** Opening DATA FOR THE TASK block **

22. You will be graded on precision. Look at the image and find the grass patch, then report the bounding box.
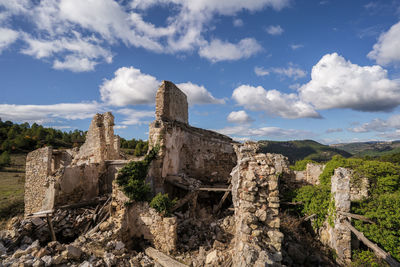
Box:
[0,154,25,229]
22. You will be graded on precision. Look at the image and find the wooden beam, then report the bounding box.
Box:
[46,214,56,242]
[198,187,230,192]
[57,197,107,210]
[301,214,316,223]
[343,220,400,267]
[171,191,197,212]
[145,247,188,267]
[165,176,191,190]
[27,209,54,218]
[281,201,303,206]
[337,211,375,224]
[214,184,232,214]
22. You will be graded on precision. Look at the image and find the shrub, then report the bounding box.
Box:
[351,250,389,267]
[150,193,177,216]
[0,151,11,168]
[116,146,159,202]
[294,184,333,228]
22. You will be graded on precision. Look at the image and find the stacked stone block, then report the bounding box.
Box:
[231,142,287,267]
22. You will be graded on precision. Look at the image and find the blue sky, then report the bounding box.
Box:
[1,0,400,144]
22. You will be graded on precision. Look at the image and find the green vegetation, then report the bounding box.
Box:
[290,159,316,171]
[257,139,351,164]
[0,154,25,229]
[116,146,159,202]
[351,250,389,267]
[333,141,400,157]
[0,151,11,169]
[0,119,85,153]
[293,155,400,262]
[120,138,148,157]
[294,184,333,228]
[150,193,177,216]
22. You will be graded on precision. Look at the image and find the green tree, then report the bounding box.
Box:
[0,151,11,168]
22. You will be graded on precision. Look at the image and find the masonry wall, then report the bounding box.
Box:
[294,163,325,185]
[111,182,177,254]
[231,142,287,266]
[25,147,53,215]
[155,81,188,124]
[148,81,236,193]
[24,112,122,215]
[74,112,120,165]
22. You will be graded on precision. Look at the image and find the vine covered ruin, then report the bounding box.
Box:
[1,81,399,266]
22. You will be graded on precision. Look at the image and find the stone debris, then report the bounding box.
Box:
[1,81,345,267]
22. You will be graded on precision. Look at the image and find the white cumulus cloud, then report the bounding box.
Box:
[0,102,101,124]
[232,85,320,119]
[0,28,19,53]
[116,108,154,125]
[216,125,313,139]
[227,110,253,124]
[177,82,225,105]
[100,66,224,106]
[233,18,243,27]
[368,21,400,66]
[100,67,160,106]
[299,53,400,112]
[348,114,400,133]
[199,38,262,62]
[0,0,291,69]
[254,66,270,76]
[266,25,284,35]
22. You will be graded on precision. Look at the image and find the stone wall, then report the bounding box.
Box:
[155,81,188,124]
[74,112,120,165]
[111,183,177,254]
[148,81,236,193]
[319,167,352,265]
[25,147,53,215]
[294,163,325,185]
[230,142,287,266]
[24,112,122,216]
[350,176,369,201]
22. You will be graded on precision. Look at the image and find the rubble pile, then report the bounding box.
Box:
[0,209,155,266]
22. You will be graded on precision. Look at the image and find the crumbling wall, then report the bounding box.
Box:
[331,167,352,264]
[25,147,53,215]
[294,163,325,185]
[74,112,120,165]
[148,81,236,193]
[111,182,177,254]
[350,176,369,201]
[230,142,287,266]
[319,167,352,265]
[25,112,122,216]
[155,81,188,124]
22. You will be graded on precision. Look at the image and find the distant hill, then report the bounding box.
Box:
[331,140,400,157]
[257,139,352,164]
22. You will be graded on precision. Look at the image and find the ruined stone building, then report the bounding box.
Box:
[25,112,123,216]
[21,80,376,266]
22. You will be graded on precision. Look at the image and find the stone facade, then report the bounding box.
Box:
[24,112,121,216]
[155,81,188,124]
[111,182,177,254]
[148,81,237,193]
[350,175,369,201]
[294,163,325,185]
[25,147,53,215]
[331,167,352,264]
[74,112,120,165]
[231,142,287,267]
[319,167,352,265]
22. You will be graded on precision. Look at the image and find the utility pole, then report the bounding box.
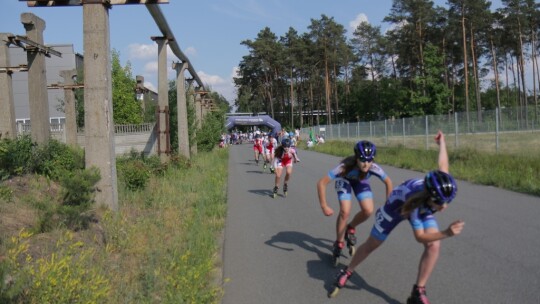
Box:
[20,0,169,211]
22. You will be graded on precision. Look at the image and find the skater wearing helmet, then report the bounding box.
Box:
[329,131,465,304]
[253,133,263,165]
[272,138,300,198]
[317,140,393,266]
[263,134,278,173]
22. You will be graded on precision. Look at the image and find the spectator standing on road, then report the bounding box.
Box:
[317,140,393,265]
[329,131,464,304]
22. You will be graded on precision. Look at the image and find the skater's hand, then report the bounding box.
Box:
[435,130,445,145]
[322,206,334,217]
[445,220,465,236]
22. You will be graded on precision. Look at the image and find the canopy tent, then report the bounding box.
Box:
[225,115,281,136]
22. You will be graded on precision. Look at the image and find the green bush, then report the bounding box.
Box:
[59,167,100,207]
[0,135,35,177]
[197,111,225,152]
[32,140,85,180]
[117,159,150,191]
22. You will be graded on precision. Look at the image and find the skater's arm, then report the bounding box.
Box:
[413,220,465,243]
[383,176,393,199]
[435,131,449,174]
[317,175,334,216]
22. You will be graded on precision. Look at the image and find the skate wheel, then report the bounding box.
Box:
[348,245,356,256]
[328,286,340,298]
[332,257,339,268]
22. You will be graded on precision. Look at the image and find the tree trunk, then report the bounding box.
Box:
[490,36,501,112]
[470,26,482,122]
[461,5,470,131]
[517,18,528,127]
[290,68,295,128]
[324,56,332,125]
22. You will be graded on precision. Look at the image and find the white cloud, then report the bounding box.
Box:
[199,71,226,86]
[127,43,157,60]
[144,61,158,74]
[144,81,157,92]
[349,13,369,33]
[231,66,240,78]
[127,43,175,61]
[184,46,197,57]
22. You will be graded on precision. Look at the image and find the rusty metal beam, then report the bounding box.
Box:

** Closing DATA FOR THE TASK block **

[WORK INSTRUCTION]
None of the pictures should be copied, but every record above must be restated in full.

[ANSWER SPACE]
22. You will be graded on precision. Look at the image and find the grass patch, then report the bounding box.
Box:
[0,154,25,229]
22. You will be graded on precision. Look at the image and find the wooden beam, then report the bounding box.
Box:
[46,214,56,242]
[198,187,230,192]
[57,197,107,210]
[301,214,316,223]
[343,220,400,267]
[171,191,197,212]
[145,247,188,267]
[165,176,191,190]
[27,209,54,218]
[281,201,303,206]
[337,211,375,224]
[214,184,232,214]
22. You will be graded on precision. Look at the image and find the shrub, then report the bounding box.
Box:
[351,250,389,267]
[150,193,177,216]
[0,151,11,168]
[116,146,159,202]
[294,184,333,228]
22. You will be graded on precision. Look at the image and find the stacked stone block, then report the bounding box.
Box:
[231,142,287,267]
22. You will be graded on precision. Look at the image and find the blue sky, then report the bounding box.
Box:
[1,0,400,144]
22. You will be graded on precision. Look at the image and find the green vegetation, then report the bounding box.
Box:
[290,159,316,171]
[257,139,351,164]
[0,154,25,229]
[116,146,159,202]
[351,250,389,267]
[333,141,400,157]
[0,151,11,169]
[0,119,85,153]
[293,155,400,262]
[120,138,148,157]
[294,184,333,228]
[150,193,177,216]
22. You will be graded on precision. Look at the image and find the green tree, then report the bounding box.
Box:
[0,151,11,168]
22. You will be graded on precision. Look at the image and find the masonry wall, then report the bounding box.
Box:
[294,163,325,185]
[111,182,177,254]
[231,142,287,266]
[25,147,53,215]
[155,81,188,124]
[148,81,236,193]
[24,112,122,215]
[74,112,120,165]
22. You will be graded on precision. Look at the image and find the vine covered ruin, then report the bounding box.
Box:
[1,81,399,266]
22. You will be graded on precision. Look at the image and find the stone debris, then report the bounding box.
Box:
[1,81,345,267]
22. You will be graded on precision. Look at the image and find the white cumulus cloud, then report the bounding box.
Box:
[0,102,101,124]
[232,85,320,119]
[0,28,19,53]
[116,108,154,125]
[216,125,313,139]
[227,110,253,124]
[177,82,225,105]
[100,66,224,106]
[233,18,243,27]
[368,21,400,66]
[100,67,160,106]
[299,53,400,112]
[348,114,400,133]
[199,38,262,62]
[0,0,291,69]
[254,66,270,76]
[266,25,284,35]
22. You will be graded on precision. Look at the image and find the stone wall, then report the bounding box.
Box:
[155,81,188,124]
[74,112,120,165]
[111,183,177,254]
[148,81,236,193]
[319,167,352,265]
[25,147,53,215]
[294,163,325,185]
[230,142,287,266]
[24,112,122,216]
[350,176,369,201]
22. You will be graded on precision. Look at the image and find the rubble pile, then report the bounding box.
Box:
[0,209,155,266]
22. You will be graded on precision. Look at the image and find the crumbling wall, then report the bounding box.
Box:
[331,167,352,264]
[25,147,53,215]
[294,163,325,185]
[74,112,120,165]
[148,81,236,193]
[111,182,177,254]
[350,176,369,201]
[230,142,287,266]
[319,167,352,265]
[25,112,122,216]
[155,81,188,124]
22. You will be graded on precision. Look at the image and find the distant hill, then report the bounding box.
Box:
[331,140,400,157]
[257,139,352,164]
22. You will be graded on precision. Look at the image and find the ruined stone building, then report the bounding box.
Box:
[25,112,123,216]
[21,80,376,266]
22. You will be graded on precision. Look at the image and find the stone facade, then report the bounding box.
Box:
[24,112,121,216]
[155,81,188,124]
[111,182,177,254]
[148,81,237,193]
[350,175,369,201]
[294,163,325,185]
[25,147,53,215]
[331,167,352,264]
[74,112,120,165]
[231,142,287,267]
[319,167,352,265]
22. You will be graded on precision. Look at the image and find the utility pole, then report the bounding box.
Box:
[20,0,169,211]
22. You will be graded on precision. Look at the image and find the skater wearing helmet, then report the bounding box.
Box:
[329,131,465,304]
[253,133,263,165]
[272,138,300,198]
[317,140,393,266]
[263,134,278,173]
22. You will be graded on precision. Look at the image and find the spectator standing on road, then report the bounding box.
Box:
[317,140,393,265]
[329,131,464,304]
22. You will be graded on precision. Look at the image and find the skater's hand, then report the bounding box.
Box:
[435,130,445,145]
[322,206,334,217]
[445,220,465,236]
22. You will be graded on precision. Look at the image and find the canopy tent, then report the bounding box.
Box:
[225,115,281,136]
22. You will be graded on precision. Look at the image and find the green bush, then report the bounding box.
Box:
[59,167,100,207]
[0,135,35,177]
[197,111,225,152]
[32,140,85,180]
[117,159,150,191]
22. You will be graded on precision. Look at the image and find the skater's arm, then report the bounding box.
Box:
[413,220,465,243]
[383,176,393,199]
[435,131,449,174]
[317,175,334,216]
22. You will be graded on precision. Look at the image and find the skate wheel, then report the bounding box.
Box:
[348,245,356,256]
[328,286,340,298]
[332,257,339,268]
22. You will be graded on precision. Look at the image and find the tree trunk, then report the bounding box.
Box:
[490,36,501,112]
[470,26,482,122]
[461,5,470,131]
[517,18,528,127]
[290,68,295,128]
[324,56,332,125]
22. You will be graded on precision. Look at the image and find the white cloud, then report the bounding box.
Box:
[199,71,226,86]
[127,43,157,60]
[144,61,158,74]
[144,81,157,92]
[349,13,369,33]
[231,66,240,78]
[127,43,175,61]
[184,46,197,57]
22. You will be graded on precision. Look at the image and find the rusty metal beam, then report the bounding box.
Box:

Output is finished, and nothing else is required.